9. Having given to the case our careful consideration we are of opinion that the inference legally deducible from the facts found or not disputed in the present case is that the defendant having bought out Lobai was not admitted by the landlord into the tenancy and the rights previously held by Lobai but obtained from the landlord a fresh settlement or a new tenancy. We are of opinion that the Courts below have been misled by the use of the terms 'tenant', 'tenant-at-will' or 'tenancy at will,' and by the attempt made at one time by the landlords, or their agent to introduce the words Swecckadhin or tenant at-will, into one of the dakhilas granted to the tenant. These words have been wrongly used for a tenancy terminable on a proper notice to quit, for instance, the six months' notice terminating with the close of a year of the tenancy actually served upon the tenant in this case.

10. The Courts have further overlooked the Significance to be attached to the fact that on the settlement with the defendant the rent previously payable was quadrupled. The Court of the first Appeal makes no reference to this fact and the Court of first instance but casually alludes to it, yet by itself and certainly taken with the other facts this is inconsistent with any admission of the defendant into the occupancy rights previously held by Lobai.

11. We, therefore, hold that the defendant's tenancy is not a continuation of Lobai's tenancy but originated in a new settlement with the landlord in the year 1304. It has been found by both Courts below that the lease since taken by the defendant was taken not for purposes of agriculture or horticulture but for residential purposes and in order to the practice of the defendant's profession as a Pleader in the Local Courts.

12. The tenancy is, therefore, governed by the provisions of the Transfer of Property Act and has been terminated by the notice to quit duly served, as is not disputed before us, on the defendant. In support of our view as to the nature of the defendant's tenancy we may refer to the cases reported as Rakhal Das Addy v. Dinomoyi Debi 16 C. 652 : 8 Ind. Dec. (N.S.) 430; Raniganj Coal Association Limited v. Judoonath Ghose 19 C. 489 : 9 Ind. Dec. (N.S.) 770 and Umrao Bibi v. Mahomed Rojabi 27 C. 205 : 4 C.W.N. 76 : 14 Ind. Dec. (N.S.) 136. It was suggested on behalf of the defendant that if the plaintiffs' contention succeeded there should be a remand to the Court of first Appeal in order that the defendant's claim to compensation for improvements should be determined. This question was not raised in the Court of first Appeal and was decided against the defendant in the Court of first instance. A remand is not necessary. The defendant may remove his structures and for this purpose a period of four months will be allowed to him from this date. In these terms this 'appeal and the plaintiffs' suit are decreed.

13. Parties will bear their own costs throughout this litigation.

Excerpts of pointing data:
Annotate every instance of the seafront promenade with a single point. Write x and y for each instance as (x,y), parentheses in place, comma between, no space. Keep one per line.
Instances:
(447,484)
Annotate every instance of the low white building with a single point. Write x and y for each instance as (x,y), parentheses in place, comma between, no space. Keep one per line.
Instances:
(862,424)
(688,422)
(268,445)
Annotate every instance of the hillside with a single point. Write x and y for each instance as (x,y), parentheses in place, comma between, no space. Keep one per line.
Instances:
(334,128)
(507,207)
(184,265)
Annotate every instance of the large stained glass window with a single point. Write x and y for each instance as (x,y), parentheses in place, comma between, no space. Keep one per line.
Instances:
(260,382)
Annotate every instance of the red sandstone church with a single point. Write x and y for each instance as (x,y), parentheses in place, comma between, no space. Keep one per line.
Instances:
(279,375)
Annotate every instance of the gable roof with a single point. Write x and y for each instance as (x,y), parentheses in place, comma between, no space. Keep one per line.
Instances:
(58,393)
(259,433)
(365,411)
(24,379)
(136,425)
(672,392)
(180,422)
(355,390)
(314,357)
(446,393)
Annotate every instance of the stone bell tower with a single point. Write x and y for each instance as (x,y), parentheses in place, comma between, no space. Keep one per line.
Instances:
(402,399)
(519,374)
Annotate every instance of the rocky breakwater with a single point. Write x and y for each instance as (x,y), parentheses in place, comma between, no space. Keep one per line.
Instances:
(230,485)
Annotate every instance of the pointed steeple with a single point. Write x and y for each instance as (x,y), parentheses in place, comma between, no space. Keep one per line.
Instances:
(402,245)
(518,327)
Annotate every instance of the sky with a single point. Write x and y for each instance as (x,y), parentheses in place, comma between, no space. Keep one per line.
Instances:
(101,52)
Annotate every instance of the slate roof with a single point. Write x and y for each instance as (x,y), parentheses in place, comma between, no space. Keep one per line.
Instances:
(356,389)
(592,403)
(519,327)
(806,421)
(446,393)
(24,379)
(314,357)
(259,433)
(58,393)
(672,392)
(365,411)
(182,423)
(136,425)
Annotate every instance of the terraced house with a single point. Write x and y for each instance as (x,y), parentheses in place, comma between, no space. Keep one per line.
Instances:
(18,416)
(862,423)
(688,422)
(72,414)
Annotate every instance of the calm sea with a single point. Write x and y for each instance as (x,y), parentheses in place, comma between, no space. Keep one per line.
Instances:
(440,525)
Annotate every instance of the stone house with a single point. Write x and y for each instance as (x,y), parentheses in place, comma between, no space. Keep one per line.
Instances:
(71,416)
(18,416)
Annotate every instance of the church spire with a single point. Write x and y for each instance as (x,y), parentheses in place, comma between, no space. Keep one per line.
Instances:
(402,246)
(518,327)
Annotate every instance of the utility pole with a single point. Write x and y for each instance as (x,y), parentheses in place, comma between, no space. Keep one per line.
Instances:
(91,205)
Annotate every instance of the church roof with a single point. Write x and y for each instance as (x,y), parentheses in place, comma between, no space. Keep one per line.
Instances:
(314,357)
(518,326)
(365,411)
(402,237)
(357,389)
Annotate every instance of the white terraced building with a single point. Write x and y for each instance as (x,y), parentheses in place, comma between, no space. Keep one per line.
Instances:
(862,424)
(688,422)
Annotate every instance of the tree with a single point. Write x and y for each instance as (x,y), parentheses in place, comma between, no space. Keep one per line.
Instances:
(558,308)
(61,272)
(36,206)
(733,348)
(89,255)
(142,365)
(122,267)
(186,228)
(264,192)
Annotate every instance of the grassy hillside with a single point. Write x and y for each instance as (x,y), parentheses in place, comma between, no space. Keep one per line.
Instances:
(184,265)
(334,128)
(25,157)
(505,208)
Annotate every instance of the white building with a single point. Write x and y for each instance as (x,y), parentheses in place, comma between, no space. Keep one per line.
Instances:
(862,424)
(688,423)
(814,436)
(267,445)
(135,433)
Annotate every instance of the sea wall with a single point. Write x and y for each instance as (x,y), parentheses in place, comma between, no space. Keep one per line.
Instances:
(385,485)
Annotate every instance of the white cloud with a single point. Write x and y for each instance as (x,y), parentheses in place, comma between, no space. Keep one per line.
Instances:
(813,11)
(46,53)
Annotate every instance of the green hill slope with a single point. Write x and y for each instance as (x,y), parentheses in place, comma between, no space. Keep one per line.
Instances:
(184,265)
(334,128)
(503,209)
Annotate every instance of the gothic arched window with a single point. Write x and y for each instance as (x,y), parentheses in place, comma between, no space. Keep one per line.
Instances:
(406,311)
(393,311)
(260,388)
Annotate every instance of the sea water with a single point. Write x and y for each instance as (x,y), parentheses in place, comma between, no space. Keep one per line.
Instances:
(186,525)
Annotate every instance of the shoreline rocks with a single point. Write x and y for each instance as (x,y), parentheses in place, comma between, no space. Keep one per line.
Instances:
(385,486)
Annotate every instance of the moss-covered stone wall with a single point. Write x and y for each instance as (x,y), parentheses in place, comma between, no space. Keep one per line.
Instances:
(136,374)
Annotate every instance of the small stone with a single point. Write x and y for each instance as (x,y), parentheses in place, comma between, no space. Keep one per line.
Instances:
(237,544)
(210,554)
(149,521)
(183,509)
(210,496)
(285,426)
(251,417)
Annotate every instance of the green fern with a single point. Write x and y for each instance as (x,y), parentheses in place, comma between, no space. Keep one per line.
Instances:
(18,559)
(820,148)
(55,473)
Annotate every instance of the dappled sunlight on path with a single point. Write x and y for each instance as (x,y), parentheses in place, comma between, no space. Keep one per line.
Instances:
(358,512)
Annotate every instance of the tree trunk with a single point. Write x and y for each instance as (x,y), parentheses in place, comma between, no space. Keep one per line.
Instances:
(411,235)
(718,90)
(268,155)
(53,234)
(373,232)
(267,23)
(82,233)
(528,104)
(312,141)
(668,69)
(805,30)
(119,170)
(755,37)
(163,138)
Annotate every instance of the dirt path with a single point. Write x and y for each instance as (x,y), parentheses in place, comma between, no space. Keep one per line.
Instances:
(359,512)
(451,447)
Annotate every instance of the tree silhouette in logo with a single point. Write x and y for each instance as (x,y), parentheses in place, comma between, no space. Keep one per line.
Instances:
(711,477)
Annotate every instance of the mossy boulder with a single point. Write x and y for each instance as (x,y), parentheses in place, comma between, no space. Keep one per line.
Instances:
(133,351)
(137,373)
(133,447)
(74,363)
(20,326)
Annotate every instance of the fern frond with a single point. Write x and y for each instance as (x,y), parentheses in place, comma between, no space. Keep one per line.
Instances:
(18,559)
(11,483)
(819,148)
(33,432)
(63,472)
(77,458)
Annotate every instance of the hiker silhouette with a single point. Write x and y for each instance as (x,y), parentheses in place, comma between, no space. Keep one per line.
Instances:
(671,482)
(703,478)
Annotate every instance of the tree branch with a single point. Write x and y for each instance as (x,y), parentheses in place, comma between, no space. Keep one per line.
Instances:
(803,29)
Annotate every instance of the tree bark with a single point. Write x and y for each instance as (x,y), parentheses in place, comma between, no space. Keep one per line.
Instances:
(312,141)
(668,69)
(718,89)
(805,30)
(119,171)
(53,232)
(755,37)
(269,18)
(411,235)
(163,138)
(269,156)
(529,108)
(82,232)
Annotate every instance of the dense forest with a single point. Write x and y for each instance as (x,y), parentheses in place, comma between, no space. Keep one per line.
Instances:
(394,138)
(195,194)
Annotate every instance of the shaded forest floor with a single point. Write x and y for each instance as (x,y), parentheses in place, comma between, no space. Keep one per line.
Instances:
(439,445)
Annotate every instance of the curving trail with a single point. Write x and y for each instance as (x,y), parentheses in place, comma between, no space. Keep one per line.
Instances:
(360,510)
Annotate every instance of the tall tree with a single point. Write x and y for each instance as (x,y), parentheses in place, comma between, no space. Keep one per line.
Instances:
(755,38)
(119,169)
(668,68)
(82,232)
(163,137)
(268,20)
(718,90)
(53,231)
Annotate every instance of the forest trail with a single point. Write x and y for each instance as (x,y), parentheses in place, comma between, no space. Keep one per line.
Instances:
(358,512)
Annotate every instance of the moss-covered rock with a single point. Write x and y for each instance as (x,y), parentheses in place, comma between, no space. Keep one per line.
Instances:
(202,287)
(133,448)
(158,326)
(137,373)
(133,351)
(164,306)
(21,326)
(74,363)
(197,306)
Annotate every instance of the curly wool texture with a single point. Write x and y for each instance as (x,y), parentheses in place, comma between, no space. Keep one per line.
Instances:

PROBLEMS TO WORK ON:
**a.** In the judgment, how much time is the defendant allowed to remove his structures?
**b.** Extract every line of the entries that contains the string "building". Case counts.

ANSWERS TO THE TASKS:
**a.** Four months from the date of the judgment.

**b.**
Annotate every instance of the low white building with a single point. Write x and y for each instance as (x,y), parentheses in place, comma between, no space. Keep one per line.
Annotate every instance of the white terraced building with a single point. Write x and y for each instance as (x,y), parentheses in place, comma between, no space. Keep one per line.
Annotate every instance of the white building with a single point. Write x and y for each instance as (x,y), parentheses in place, comma between, no space. Keep one per line.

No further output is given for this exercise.